Stored items from a collection
---

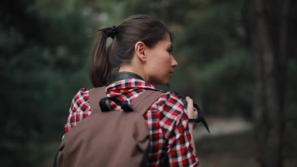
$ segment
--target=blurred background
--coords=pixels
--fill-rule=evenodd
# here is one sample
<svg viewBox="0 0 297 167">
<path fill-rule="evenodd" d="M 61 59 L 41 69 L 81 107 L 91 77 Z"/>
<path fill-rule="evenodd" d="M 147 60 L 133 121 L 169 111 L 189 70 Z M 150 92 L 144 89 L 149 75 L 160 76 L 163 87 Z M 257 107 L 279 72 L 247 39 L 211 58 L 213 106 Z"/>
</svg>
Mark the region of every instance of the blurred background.
<svg viewBox="0 0 297 167">
<path fill-rule="evenodd" d="M 294 0 L 2 0 L 0 166 L 52 166 L 72 98 L 92 87 L 96 30 L 138 14 L 175 34 L 161 88 L 202 108 L 203 167 L 297 167 Z"/>
</svg>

---

» **Goal**
Extract each line of the data that contains the string "evenodd".

» **Output for this task**
--fill-rule=evenodd
<path fill-rule="evenodd" d="M 61 59 L 41 69 L 81 107 L 91 77 Z"/>
<path fill-rule="evenodd" d="M 147 60 L 133 121 L 169 111 L 189 70 Z M 150 92 L 144 89 L 149 75 L 160 76 L 163 87 Z M 257 107 L 279 72 L 247 39 L 211 58 L 213 106 Z"/>
<path fill-rule="evenodd" d="M 294 0 L 2 0 L 0 166 L 52 166 L 72 98 L 92 87 L 96 30 L 138 14 L 175 34 L 161 88 L 202 108 L 203 167 L 297 167 Z"/>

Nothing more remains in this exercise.